(Point localization data)
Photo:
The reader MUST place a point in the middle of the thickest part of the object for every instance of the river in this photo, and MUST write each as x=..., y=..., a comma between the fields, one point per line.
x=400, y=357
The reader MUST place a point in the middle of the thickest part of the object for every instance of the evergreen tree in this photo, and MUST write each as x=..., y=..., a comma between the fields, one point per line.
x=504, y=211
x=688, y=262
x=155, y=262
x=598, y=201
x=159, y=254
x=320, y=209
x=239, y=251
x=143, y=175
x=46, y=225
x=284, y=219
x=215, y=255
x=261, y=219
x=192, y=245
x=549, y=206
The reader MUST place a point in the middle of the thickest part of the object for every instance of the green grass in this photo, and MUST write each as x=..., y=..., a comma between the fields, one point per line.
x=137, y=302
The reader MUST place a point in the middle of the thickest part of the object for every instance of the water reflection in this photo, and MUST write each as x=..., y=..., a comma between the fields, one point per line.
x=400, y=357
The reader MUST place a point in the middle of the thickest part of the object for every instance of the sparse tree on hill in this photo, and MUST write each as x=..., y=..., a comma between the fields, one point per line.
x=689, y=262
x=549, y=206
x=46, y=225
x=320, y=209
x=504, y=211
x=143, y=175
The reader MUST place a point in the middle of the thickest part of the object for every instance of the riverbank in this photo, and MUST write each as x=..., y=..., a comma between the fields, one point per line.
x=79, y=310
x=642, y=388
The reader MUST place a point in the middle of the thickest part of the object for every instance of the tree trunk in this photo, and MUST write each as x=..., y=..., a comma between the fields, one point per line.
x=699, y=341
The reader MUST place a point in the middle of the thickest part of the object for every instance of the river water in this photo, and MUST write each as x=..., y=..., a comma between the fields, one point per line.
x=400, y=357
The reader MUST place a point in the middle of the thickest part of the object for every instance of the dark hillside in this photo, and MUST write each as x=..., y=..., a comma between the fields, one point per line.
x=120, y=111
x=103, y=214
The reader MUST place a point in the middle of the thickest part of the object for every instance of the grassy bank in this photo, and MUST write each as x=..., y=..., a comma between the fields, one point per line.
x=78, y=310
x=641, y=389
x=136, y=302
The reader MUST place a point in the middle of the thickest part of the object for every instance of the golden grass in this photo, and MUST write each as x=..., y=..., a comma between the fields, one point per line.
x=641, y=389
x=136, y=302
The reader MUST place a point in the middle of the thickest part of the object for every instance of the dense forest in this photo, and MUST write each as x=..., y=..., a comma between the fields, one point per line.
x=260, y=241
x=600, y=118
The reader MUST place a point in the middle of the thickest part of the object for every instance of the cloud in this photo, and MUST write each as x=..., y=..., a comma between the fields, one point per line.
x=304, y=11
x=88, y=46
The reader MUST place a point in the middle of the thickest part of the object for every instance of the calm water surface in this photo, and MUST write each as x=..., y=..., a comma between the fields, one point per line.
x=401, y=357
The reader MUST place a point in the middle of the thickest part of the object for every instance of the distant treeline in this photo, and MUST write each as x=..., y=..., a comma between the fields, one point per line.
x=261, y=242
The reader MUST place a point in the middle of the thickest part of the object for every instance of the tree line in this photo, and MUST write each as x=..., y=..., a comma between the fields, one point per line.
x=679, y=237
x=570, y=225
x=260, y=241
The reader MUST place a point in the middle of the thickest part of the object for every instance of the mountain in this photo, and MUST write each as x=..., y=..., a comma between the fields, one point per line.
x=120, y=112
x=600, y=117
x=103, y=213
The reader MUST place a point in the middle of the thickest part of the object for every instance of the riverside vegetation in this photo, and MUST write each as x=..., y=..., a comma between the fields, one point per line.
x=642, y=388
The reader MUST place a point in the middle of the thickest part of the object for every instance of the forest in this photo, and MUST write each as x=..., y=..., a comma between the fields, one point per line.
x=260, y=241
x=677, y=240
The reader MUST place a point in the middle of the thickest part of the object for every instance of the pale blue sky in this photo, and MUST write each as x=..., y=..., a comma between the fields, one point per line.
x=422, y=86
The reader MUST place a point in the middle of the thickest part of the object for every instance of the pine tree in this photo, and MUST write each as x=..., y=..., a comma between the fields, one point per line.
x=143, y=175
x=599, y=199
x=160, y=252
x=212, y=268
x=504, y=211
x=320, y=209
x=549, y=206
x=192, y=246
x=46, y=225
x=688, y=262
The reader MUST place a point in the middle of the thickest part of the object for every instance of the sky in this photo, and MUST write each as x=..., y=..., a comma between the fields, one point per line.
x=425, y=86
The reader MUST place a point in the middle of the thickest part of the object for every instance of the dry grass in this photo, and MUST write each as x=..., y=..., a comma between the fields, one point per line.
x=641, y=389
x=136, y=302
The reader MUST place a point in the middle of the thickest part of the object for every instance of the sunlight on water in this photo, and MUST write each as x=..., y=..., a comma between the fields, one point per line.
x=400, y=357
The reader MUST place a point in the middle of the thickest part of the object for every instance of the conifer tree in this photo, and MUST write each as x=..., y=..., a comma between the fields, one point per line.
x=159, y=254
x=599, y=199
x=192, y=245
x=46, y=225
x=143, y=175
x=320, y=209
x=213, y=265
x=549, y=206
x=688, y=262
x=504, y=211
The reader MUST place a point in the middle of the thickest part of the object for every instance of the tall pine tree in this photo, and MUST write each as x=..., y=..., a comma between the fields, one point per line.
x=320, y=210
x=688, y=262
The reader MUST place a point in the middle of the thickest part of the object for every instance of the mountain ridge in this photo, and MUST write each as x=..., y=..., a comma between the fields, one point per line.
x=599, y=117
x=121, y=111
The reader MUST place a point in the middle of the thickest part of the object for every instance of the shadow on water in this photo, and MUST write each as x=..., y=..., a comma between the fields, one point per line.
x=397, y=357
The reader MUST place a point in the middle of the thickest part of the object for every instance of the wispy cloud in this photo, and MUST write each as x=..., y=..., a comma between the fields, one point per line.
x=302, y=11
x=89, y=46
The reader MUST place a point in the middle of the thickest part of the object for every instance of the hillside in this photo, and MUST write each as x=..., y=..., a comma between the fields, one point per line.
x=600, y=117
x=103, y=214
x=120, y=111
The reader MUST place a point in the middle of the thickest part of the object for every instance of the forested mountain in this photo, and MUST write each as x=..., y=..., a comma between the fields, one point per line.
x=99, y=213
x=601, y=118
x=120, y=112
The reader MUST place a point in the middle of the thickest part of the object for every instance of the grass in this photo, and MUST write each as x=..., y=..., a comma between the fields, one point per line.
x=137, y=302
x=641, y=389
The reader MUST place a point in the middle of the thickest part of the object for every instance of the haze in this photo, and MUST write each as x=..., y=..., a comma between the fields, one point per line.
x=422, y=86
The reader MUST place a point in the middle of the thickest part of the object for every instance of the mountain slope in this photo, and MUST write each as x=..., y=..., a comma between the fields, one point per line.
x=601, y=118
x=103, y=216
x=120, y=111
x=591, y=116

Activity: Without altering a single word, set down all the entries again.

Result of this task:
Photo:
The reader MUST place a point in the middle of the thickest part of the object for every instance of the river in this photo, and MUST write each as x=..., y=..., a comma between the fields, one point per line.
x=400, y=357
The reader MUST place a point in the middle of the thickest part of the object for every instance of the evergreen tree in this photo, and MUST write each as x=..., y=..., a comma between the fields, one point per line.
x=504, y=211
x=688, y=262
x=155, y=262
x=598, y=201
x=159, y=254
x=320, y=209
x=239, y=251
x=143, y=175
x=46, y=225
x=284, y=219
x=215, y=255
x=261, y=219
x=192, y=245
x=549, y=206
The reader MUST place a point in the middle of the thickest part of the object for every instance of the green grass in this photo, and MUST write each as x=..., y=..., a comma between the fields, one point per line.
x=137, y=302
The reader MUST place a point in the middle of the thickest part of the object for every instance of the water reflection in this photo, and MUST write each as x=..., y=..., a comma between the fields, one point per line.
x=400, y=357
The reader MUST place a point in the middle of the thickest part of the object for every instance of the sparse tree on hill in this photo, and MUST write each as x=..., y=..., a comma between the fields, one point per line.
x=689, y=262
x=549, y=206
x=46, y=225
x=320, y=209
x=504, y=211
x=143, y=175
The reader MUST place a point in the middle of the thickest part of the object for every instance of the riverbank in this photo, and MUST write each as x=..., y=..., a comma between the fields, one point per line.
x=79, y=310
x=642, y=388
The reader MUST place a point in the middle of the thickest part of the object for every instance of the tree trunk in this photo, and MUST write each as x=..., y=..., a comma between the fields, one point per line.
x=699, y=341
The reader MUST place a point in the middle of the thickest part of the object for every instance of the river water in this photo, and MUST write each as x=..., y=..., a comma between the fields, one point per line.
x=400, y=357
The reader MUST place a point in the middle of the thickest part of the object for every instance of the dark hillside in this photo, and MUST write each as x=..., y=..., a comma between the fields, one point per line.
x=120, y=111
x=103, y=214
The reader MUST place a point in the middle of the thickest part of the object for every instance of the grassy bank in this photo, and MUST write each as x=..., y=..., a comma between the fields, one point per line.
x=78, y=310
x=641, y=389
x=136, y=302
The reader MUST place a point in the middle of the thickest part of the object for every instance of the golden grass in this photo, and MUST write each as x=..., y=..., a comma between the fields, one point per line.
x=641, y=389
x=136, y=302
The reader MUST place a point in the middle of the thickest part of the object for every instance of the dense forest in this photo, and MUST write each as x=..., y=..., a comma between the fields, one point per line.
x=260, y=241
x=600, y=118
The reader MUST place a point in the middle of the thickest part of the object for every instance of the cloud in this photo, and MUST write each as x=..., y=..., a comma between the fields, one point per line.
x=304, y=11
x=88, y=46
The reader MUST place a point in the middle of the thickest part of the object for every instance of the calm water surface in this photo, and MUST write each as x=..., y=..., a comma between the fields, one point per line.
x=401, y=357
The reader MUST place a point in the middle of the thickest part of the object for every instance of the distant treeline in this photo, and MUST write each as x=..., y=..., a comma between the fields, one point per line.
x=261, y=242
The reader MUST place a point in the middle of the thickest part of the object for every instance of the tree line in this photo, and MUST write each as x=..., y=..., a comma between the fields, one point per line.
x=679, y=237
x=570, y=225
x=260, y=241
The reader MUST place a point in the middle of the thickest part of the object for every instance of the mountain in this photo, and MUST write each as x=..., y=..., a comma between the fields, one point per line.
x=120, y=112
x=600, y=117
x=103, y=213
The reader MUST place a point in the middle of the thickest part of the object for every instance of the riverside vegetation in this photo, and MUST write each as x=..., y=..., a comma between the fields, one point per line.
x=642, y=388
The reader MUST place a point in the middle of the thickest part of the object for every instance of the forest in this photo, and MUST write each as x=..., y=..., a comma between the fields, one point per line.
x=260, y=241
x=677, y=240
The reader MUST place a point in the middle of the thickest part of the object for every instance of the pale blue sky in this photo, and MUST write each as x=..., y=..., a comma between the fields, one point per line.
x=422, y=86
The reader MUST place a point in the middle of the thickest part of the object for every instance of the pine tree in this photo, and MUST write each as x=..., y=..., a comma between the fields, one point per line.
x=143, y=175
x=599, y=199
x=160, y=252
x=212, y=268
x=504, y=211
x=320, y=209
x=549, y=206
x=192, y=246
x=46, y=225
x=688, y=262
The reader MUST place a point in the middle of the thickest part of the object for every instance of the sky in this photo, and MUST write each as x=..., y=..., a comma between the fields, one point per line.
x=425, y=86
The reader MUST place a point in the middle of the thickest part of the object for every instance of the dry grass in this photo, and MUST write each as x=..., y=..., a comma between the fields, one point per line.
x=641, y=389
x=136, y=302
The reader MUST place a point in the middle of the thickest part of the object for every instance of the sunlight on water in this photo, and MUST write each as x=..., y=..., a comma between the fields, one point per line.
x=400, y=357
The reader MUST place a point in the middle of the thickest part of the object for every instance of the conifer tree in this photo, and MUST write each as x=..., y=..., a comma between the fields, one point per line.
x=159, y=254
x=599, y=199
x=192, y=245
x=46, y=225
x=143, y=175
x=320, y=209
x=213, y=265
x=549, y=206
x=688, y=262
x=504, y=211
The reader MUST place a point in the middle of the thickest part of the object for every instance of the tall pine tree in this photo, and MUST write each as x=..., y=..., a comma between the fields, one point per line.
x=320, y=210
x=688, y=262
The reader MUST place a point in the middle of the thickest part of the object for every instance of the mountain ridge in this photo, and MUST write each as x=..., y=..., a comma between the fields, one point per line.
x=599, y=117
x=121, y=111
The reader MUST place a point in the middle of the thickest part of the object for every instance of the shadow on water in this photo, and MUST write each as x=..., y=..., a comma between the fields, one point per line.
x=397, y=357
The reader MUST place a point in the middle of the thickest part of the object for every instance of the wispy cloud in this photo, and MUST write each as x=..., y=..., a comma between the fields, one point per line.
x=302, y=11
x=89, y=46
The reader MUST place a point in the middle of the thickest part of the object for every instance of the hillside in this photo, and MUST write each as x=..., y=..., a comma between the fields, one point per line.
x=600, y=117
x=103, y=214
x=120, y=111
The reader MUST place a point in the middle of the thickest part of the object for every instance of the forested mountain in this photo, and MUST write each as x=..., y=..., a comma between the fields, one point per line.
x=99, y=213
x=601, y=118
x=120, y=112
The reader MUST place a point in the middle of the thickest part of the object for every instance of the grass in this photo, and MUST write each as x=..., y=..., a comma between the fields, one point per line.
x=137, y=302
x=641, y=389
The reader MUST place a point in the middle of the thickest part of the object for every instance of the haze in this photo, and MUST write each as x=..., y=..., a comma between the fields, one point per line.
x=422, y=86
The reader MUST place a point in the middle of the thickest part of the object for every instance of the mountain slope in this photo, and MUST write each as x=..., y=..., a comma between the fields, one point per line.
x=601, y=118
x=103, y=216
x=120, y=111
x=591, y=116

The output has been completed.